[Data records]
---

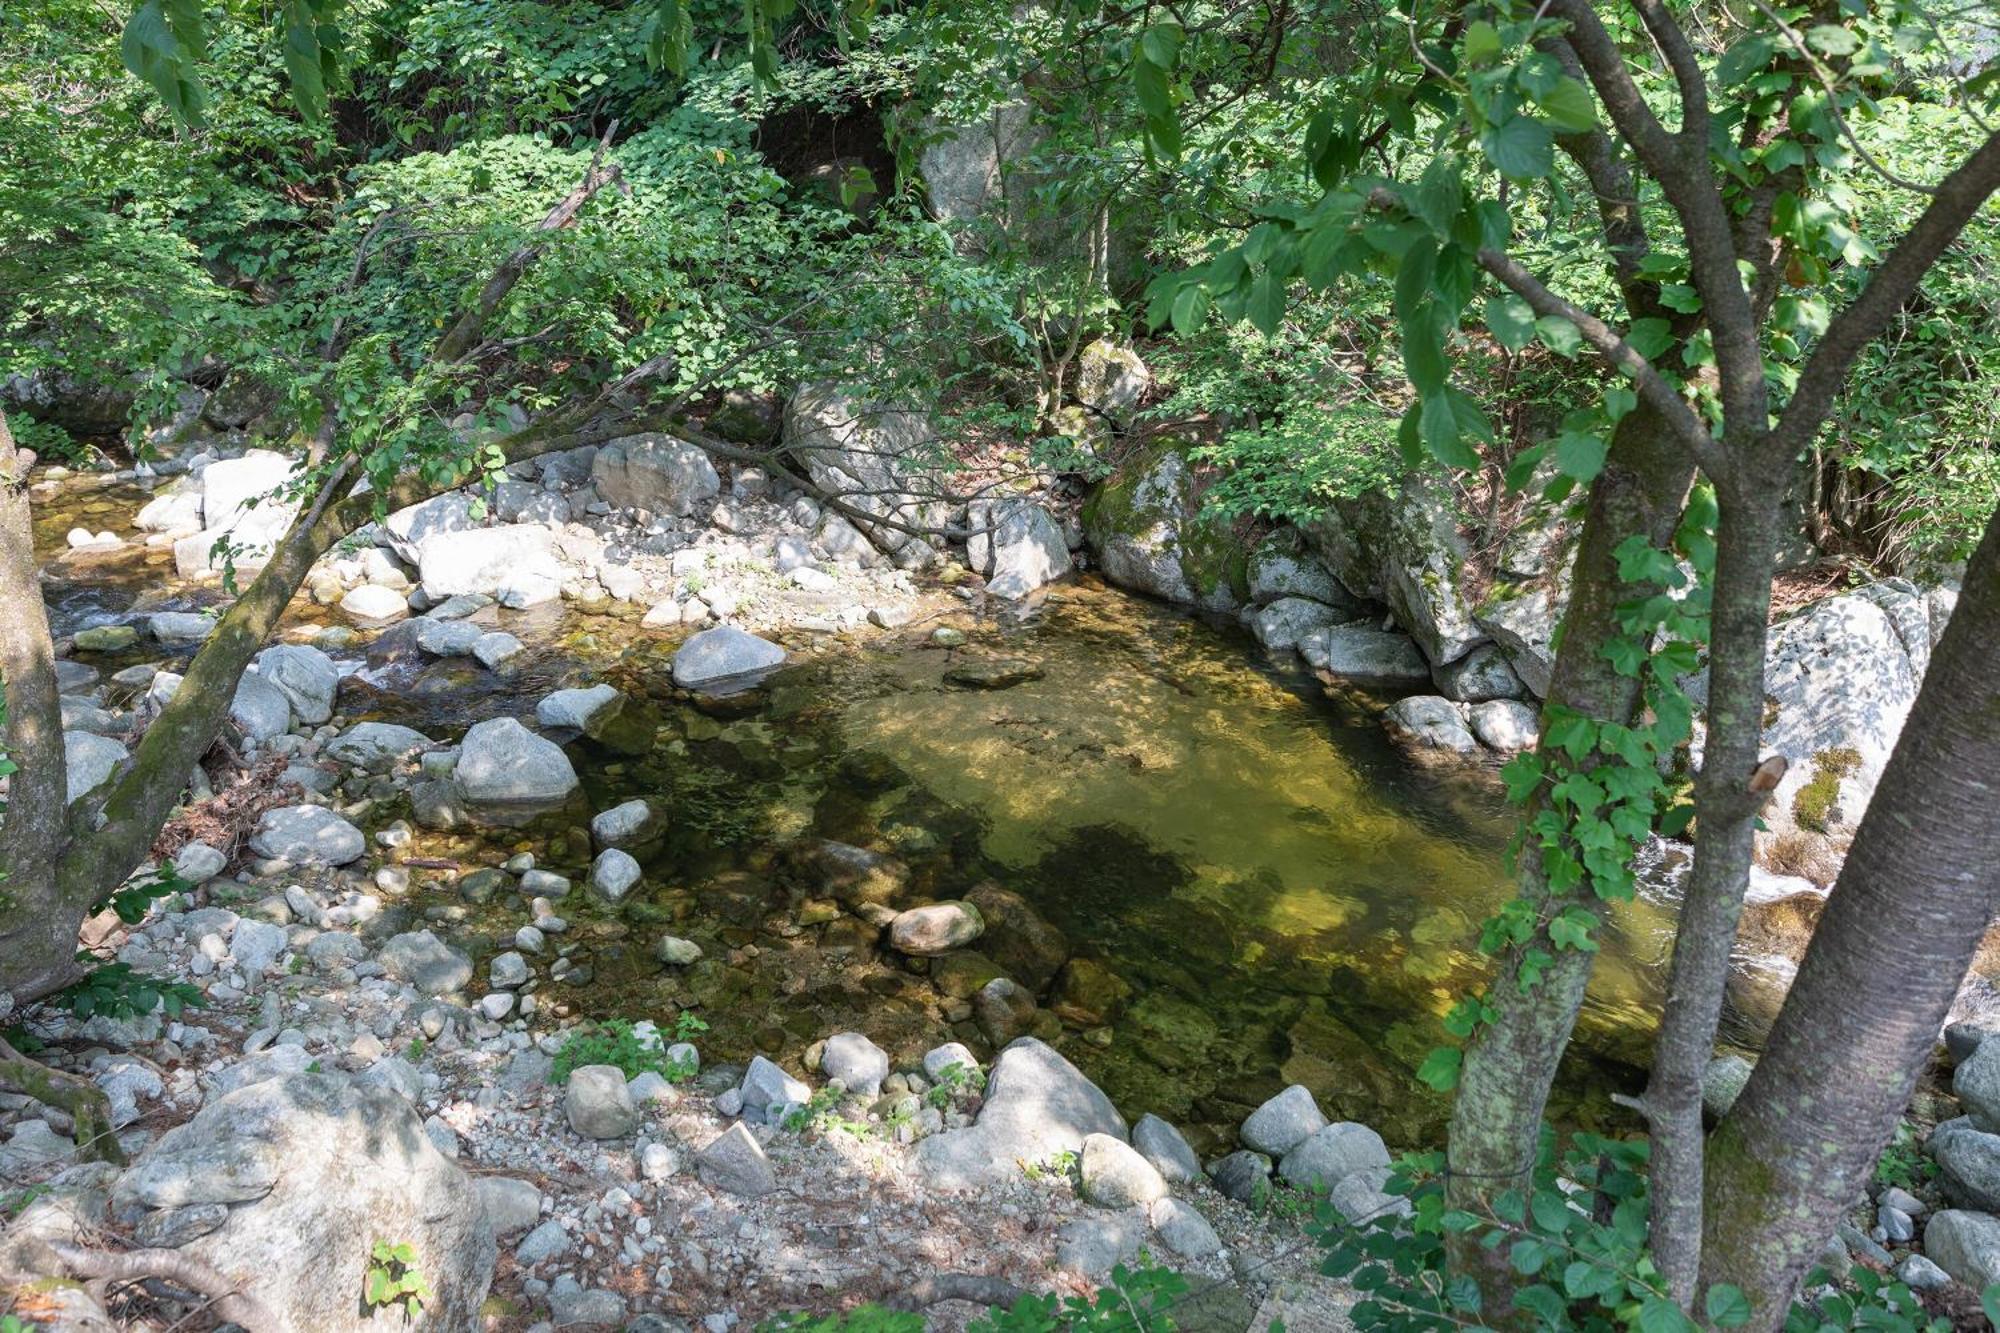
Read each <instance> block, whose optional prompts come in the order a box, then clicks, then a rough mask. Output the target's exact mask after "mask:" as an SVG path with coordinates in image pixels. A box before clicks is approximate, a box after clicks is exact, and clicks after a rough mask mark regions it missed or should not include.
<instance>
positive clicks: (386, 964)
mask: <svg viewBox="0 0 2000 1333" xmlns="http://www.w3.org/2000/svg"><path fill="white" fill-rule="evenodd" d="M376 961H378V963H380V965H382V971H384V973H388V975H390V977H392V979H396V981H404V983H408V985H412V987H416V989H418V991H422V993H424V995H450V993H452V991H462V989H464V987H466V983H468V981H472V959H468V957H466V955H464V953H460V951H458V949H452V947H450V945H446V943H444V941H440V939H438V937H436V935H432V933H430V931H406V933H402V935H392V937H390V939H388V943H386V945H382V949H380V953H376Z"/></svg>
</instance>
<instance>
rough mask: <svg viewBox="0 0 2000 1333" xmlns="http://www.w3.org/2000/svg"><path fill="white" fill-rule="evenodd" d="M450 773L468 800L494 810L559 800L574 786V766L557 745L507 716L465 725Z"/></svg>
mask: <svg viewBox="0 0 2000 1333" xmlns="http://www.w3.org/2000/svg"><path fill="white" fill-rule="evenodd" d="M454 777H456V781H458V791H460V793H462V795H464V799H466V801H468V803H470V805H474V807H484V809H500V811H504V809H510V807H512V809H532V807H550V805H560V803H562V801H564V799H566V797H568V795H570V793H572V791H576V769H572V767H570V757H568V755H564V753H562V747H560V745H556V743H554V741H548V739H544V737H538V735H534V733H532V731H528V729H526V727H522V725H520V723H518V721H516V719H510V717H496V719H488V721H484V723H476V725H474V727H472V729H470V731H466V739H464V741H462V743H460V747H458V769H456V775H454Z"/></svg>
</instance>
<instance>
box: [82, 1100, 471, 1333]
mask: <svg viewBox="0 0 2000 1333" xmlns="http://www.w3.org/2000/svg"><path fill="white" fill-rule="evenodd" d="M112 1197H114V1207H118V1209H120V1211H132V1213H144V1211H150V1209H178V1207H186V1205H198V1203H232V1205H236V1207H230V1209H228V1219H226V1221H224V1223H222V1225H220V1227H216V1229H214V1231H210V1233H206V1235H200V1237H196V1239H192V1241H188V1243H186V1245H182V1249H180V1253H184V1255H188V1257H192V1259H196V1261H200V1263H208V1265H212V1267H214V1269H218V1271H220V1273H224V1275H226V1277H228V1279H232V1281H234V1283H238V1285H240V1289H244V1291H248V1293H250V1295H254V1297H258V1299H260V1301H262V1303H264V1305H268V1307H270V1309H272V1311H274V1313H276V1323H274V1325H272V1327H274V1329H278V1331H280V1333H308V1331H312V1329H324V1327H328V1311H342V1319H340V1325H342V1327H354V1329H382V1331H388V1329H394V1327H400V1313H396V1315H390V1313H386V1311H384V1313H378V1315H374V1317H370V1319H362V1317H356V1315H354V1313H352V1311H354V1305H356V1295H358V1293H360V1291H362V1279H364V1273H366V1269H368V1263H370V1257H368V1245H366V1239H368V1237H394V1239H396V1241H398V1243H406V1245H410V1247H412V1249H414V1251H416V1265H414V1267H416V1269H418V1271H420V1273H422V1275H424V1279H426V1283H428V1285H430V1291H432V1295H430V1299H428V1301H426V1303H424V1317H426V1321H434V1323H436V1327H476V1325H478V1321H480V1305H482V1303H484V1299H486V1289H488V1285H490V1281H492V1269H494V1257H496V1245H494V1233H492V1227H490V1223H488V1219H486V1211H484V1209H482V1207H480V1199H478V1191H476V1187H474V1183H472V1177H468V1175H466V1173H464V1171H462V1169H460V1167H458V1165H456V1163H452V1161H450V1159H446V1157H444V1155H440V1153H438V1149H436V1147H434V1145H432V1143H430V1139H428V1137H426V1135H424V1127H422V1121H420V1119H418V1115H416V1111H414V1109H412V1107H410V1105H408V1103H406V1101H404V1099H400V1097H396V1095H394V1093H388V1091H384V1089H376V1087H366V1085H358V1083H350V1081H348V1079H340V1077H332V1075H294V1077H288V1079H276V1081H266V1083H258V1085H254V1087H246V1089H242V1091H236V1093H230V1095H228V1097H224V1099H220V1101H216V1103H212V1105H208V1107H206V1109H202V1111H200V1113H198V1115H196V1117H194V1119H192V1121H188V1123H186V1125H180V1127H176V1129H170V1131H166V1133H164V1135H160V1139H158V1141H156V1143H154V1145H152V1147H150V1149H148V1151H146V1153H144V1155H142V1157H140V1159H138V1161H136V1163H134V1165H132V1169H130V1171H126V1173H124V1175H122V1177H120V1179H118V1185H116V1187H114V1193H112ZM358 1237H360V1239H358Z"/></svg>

---

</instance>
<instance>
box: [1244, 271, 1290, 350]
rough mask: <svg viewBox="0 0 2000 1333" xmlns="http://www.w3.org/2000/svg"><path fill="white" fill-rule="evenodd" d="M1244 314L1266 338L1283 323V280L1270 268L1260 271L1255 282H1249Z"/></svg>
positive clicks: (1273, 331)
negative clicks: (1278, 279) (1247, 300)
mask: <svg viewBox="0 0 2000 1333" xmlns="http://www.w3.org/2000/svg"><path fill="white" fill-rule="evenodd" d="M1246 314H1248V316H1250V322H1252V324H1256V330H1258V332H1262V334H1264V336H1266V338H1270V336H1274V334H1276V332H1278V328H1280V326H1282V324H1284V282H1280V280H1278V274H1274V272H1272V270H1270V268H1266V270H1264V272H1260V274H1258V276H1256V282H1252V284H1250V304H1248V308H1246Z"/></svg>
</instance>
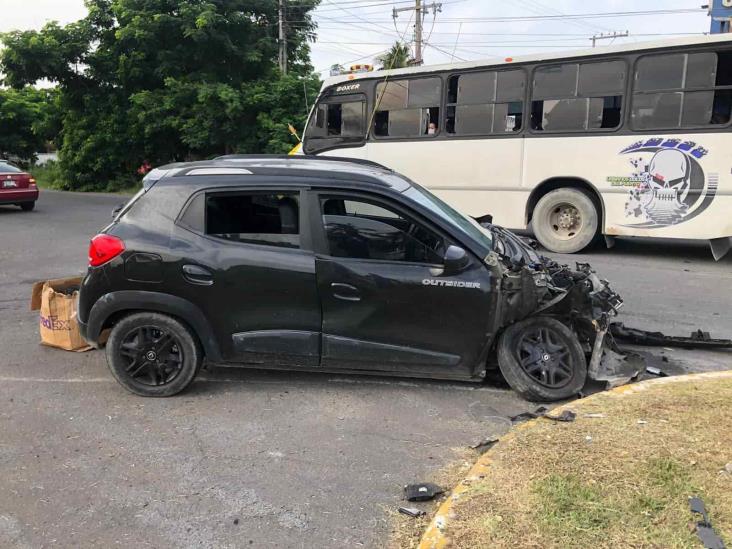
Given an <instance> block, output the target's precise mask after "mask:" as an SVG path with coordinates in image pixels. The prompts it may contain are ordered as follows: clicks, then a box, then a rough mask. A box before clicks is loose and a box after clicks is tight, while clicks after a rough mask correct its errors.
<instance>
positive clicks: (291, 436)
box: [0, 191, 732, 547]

---

(Instructions to follow): All lines above from the line with "314L1266 338L1283 323V280L1270" through the line with "positive clicks: (1273, 331)", both included, are to be set down exactly, with nothing else.

(Expected answer):
rough mask: <svg viewBox="0 0 2000 1333" xmlns="http://www.w3.org/2000/svg"><path fill="white" fill-rule="evenodd" d="M1244 314L1266 338L1283 323V280L1270 268L1260 271L1255 282H1249Z"/></svg>
positive clicks: (1273, 331)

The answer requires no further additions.